Extracted data ▸
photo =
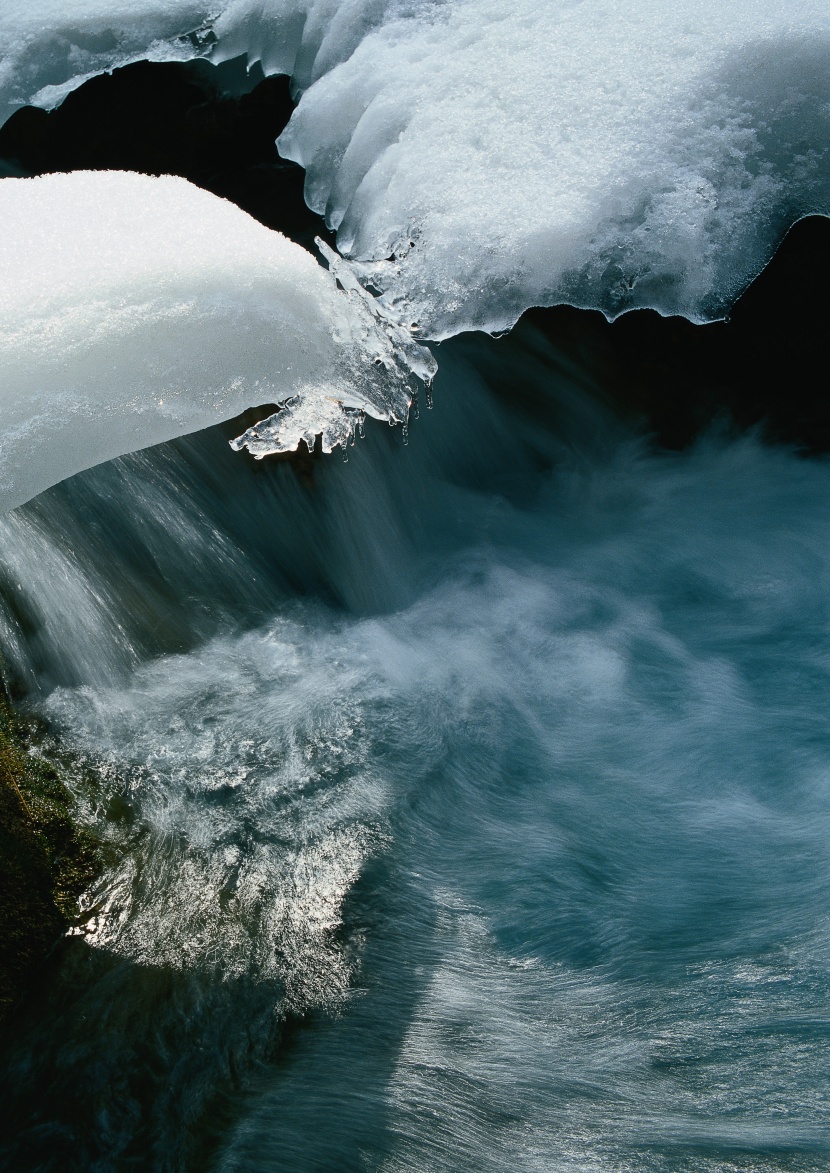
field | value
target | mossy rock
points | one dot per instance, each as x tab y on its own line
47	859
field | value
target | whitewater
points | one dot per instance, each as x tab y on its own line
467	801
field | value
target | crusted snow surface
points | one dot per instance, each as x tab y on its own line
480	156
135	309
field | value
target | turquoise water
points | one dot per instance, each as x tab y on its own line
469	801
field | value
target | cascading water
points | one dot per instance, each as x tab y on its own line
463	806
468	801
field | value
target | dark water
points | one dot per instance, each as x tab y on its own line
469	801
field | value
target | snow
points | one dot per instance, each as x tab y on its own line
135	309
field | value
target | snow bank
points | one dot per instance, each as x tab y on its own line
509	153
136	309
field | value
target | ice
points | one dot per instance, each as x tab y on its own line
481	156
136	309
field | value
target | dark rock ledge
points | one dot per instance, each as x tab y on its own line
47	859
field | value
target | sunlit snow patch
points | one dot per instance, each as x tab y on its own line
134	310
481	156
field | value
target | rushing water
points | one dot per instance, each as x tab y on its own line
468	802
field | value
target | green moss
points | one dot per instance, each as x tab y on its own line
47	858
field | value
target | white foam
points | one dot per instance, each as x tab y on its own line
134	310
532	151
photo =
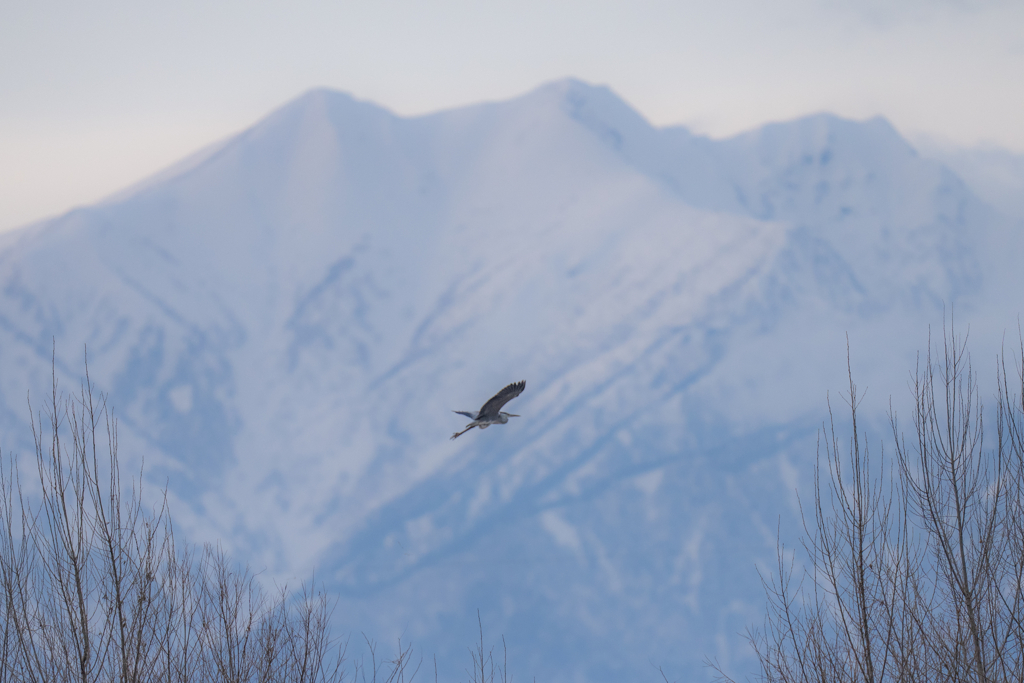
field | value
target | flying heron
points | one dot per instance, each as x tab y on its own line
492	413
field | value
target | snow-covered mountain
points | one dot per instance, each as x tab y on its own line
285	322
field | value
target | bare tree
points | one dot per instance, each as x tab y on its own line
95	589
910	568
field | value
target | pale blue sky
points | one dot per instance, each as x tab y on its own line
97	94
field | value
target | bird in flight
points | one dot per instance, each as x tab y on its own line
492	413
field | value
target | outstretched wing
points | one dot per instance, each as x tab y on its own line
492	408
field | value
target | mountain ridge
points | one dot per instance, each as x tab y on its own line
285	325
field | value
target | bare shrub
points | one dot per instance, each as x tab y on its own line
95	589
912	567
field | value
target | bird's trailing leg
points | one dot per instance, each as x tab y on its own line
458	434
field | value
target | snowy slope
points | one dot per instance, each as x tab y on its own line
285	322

Given instruction ▸ Skip the pictures, then retype every line above exactly.

Task result ▸
photo =
field | value
target | mossy rock
points | one dot per instance, each as x tab y on its own line
47	859
field | value
target | whitewater
points | one dot per instance, each as x tab y on its own line
467	801
field | value
target | crusted snow surface
points | one dot per instance, each as x tab y on its own line
480	156
135	309
field | value
target | turquoise water
points | one dot per instance, each as x tab y on its own line
469	801
field | value
target | cascading water
points | one dot per instance, each as x tab y on its own line
463	806
468	801
field | value
target | dark water
points | one dot per instance, each as x tab y on its own line
469	801
field | value
target | snow
points | one dot per instance, each as x tab y on its own line
135	309
field | value
target | snow bank
points | one dot per instance, each as x tab y on its own line
509	153
136	309
field | value
target | ice
points | one dot per instance, each as x tab y on its own line
481	156
136	309
field | value
target | dark rock ledge
points | one dot per instance, each as x tab y on its own line
47	859
field | value
target | sunlit snow patch
points | one dot per instance, each as x tab y on its own line
134	310
481	156
field | value
target | rushing water
points | one dot per instance, each as x tab y on its own line
468	802
field | value
target | green moss
points | one dot per instance, each as x tab y on its own line
47	858
field | value
target | white foam
points | one dot per instance, each as x tab y on its own line
134	310
532	151
photo =
field | value
target | flying heron
points | one dot per instance, each as x tab y on its own line
492	413
field | value
target | snow-covered mountain
points | one dot per instance, each as x tab y on its own line
285	322
field | value
target | bare tree
points | one dot per instance, each as x tab y on its own line
95	589
910	568
field | value
target | pale blue sky
points | one dot per instance, each as x tab y on its own line
97	94
field | value
target | bird in flight
points | one dot per instance, each as x tab y on its own line
492	413
field | value
target | outstretched wing
points | one dot per instance, each as x tab y on its own line
492	408
field | value
target | mountain ridge
points | one dot per instance, each as x tab y on its own line
285	325
field | value
target | bare shrub
points | one dot per instance, each as x tab y on its own line
95	589
912	567
field | value
target | bird's trailing leg
points | one dot per instance, each as x tab y on its own line
458	434
field | value
target | snowy slope
points | one dot per instance, each as x tab y on its own line
285	322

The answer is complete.